** WHAT IS BEING ASKED **
Please state in a single number how many lines of the entries below include the word "white".

[Saved entries]

· · · · ·

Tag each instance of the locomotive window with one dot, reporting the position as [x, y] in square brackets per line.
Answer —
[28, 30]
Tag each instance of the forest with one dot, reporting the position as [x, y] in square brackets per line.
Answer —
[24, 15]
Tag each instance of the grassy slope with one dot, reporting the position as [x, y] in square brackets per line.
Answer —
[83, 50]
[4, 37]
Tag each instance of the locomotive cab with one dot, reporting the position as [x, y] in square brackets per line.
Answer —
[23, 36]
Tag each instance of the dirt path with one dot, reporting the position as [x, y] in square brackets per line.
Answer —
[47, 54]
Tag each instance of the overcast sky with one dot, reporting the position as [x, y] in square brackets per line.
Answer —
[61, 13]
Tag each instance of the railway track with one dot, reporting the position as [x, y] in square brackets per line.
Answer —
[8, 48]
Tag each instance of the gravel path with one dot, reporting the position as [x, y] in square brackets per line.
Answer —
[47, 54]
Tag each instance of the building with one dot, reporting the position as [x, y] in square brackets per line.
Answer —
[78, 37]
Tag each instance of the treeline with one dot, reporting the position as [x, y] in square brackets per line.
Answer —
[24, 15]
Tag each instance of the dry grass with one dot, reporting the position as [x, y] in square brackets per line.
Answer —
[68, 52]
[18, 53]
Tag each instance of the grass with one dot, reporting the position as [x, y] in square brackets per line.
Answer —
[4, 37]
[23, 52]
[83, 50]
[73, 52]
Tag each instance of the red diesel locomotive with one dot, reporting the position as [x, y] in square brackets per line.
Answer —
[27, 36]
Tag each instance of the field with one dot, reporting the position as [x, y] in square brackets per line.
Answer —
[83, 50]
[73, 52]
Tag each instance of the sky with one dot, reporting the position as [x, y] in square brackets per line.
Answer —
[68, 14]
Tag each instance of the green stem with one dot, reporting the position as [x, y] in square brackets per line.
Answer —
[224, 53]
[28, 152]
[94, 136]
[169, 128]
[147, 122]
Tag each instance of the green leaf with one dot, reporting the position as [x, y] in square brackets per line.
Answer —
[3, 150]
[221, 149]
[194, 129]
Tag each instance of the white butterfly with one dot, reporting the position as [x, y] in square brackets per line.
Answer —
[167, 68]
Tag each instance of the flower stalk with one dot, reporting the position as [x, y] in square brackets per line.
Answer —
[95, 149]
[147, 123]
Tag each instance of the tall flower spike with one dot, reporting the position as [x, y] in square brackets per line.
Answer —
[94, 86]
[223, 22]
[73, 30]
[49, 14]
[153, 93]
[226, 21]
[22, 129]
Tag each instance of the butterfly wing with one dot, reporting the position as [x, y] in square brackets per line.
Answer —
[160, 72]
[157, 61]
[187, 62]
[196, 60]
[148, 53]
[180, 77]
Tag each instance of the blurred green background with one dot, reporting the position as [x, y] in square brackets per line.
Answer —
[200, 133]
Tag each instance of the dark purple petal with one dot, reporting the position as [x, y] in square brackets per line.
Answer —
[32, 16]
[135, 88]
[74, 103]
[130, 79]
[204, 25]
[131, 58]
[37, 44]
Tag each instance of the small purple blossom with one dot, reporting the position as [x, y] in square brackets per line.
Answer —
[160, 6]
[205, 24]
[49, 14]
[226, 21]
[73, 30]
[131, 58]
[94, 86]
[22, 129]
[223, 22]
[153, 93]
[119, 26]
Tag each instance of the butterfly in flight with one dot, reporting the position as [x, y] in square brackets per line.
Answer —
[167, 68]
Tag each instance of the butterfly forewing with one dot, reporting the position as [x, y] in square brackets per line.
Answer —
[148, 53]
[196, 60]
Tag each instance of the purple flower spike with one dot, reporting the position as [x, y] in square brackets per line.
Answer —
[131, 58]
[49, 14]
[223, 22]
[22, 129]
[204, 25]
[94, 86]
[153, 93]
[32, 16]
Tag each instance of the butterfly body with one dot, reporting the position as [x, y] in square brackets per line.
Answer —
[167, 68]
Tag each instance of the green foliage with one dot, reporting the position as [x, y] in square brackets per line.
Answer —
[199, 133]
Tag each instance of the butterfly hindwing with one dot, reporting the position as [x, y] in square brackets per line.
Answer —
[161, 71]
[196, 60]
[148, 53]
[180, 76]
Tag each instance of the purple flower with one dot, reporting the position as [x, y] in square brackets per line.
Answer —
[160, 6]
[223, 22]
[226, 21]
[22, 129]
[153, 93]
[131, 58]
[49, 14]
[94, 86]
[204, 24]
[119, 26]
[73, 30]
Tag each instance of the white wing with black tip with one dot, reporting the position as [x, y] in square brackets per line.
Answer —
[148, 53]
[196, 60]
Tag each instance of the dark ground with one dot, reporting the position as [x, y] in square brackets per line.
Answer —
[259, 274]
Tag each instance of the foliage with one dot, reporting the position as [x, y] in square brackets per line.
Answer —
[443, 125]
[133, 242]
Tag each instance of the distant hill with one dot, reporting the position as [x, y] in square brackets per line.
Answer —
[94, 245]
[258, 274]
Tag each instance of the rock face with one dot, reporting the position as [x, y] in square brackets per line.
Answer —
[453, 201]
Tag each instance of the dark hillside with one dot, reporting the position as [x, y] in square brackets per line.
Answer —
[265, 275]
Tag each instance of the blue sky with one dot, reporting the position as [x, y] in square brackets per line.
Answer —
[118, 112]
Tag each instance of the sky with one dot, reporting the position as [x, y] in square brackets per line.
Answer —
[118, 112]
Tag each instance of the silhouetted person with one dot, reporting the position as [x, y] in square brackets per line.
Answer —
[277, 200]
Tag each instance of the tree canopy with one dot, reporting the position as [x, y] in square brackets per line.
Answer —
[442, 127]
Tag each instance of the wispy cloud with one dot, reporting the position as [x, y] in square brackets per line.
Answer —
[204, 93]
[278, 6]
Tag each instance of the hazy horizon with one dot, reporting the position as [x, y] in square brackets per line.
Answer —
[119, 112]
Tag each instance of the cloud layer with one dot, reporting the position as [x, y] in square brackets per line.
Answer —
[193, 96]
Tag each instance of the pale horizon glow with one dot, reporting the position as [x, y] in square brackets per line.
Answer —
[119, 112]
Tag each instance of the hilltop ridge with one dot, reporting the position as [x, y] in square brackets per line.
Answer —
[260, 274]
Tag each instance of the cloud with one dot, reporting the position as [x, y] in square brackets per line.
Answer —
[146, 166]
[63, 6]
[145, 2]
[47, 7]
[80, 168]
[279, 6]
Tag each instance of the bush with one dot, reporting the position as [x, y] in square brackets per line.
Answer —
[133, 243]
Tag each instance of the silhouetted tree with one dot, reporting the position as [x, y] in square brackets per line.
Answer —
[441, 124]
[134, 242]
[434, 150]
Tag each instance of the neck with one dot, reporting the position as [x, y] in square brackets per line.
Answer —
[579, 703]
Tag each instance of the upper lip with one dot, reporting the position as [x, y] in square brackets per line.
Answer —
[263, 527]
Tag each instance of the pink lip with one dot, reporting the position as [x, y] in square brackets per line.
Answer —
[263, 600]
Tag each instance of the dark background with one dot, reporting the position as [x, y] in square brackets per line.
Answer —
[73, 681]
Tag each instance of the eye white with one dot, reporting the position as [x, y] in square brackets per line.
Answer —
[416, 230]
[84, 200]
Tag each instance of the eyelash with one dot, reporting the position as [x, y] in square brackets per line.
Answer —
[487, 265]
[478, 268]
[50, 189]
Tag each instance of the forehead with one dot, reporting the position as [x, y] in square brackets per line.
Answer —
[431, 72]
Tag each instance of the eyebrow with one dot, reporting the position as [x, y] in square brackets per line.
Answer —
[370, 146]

· · · · ·

** THE ANSWER **
3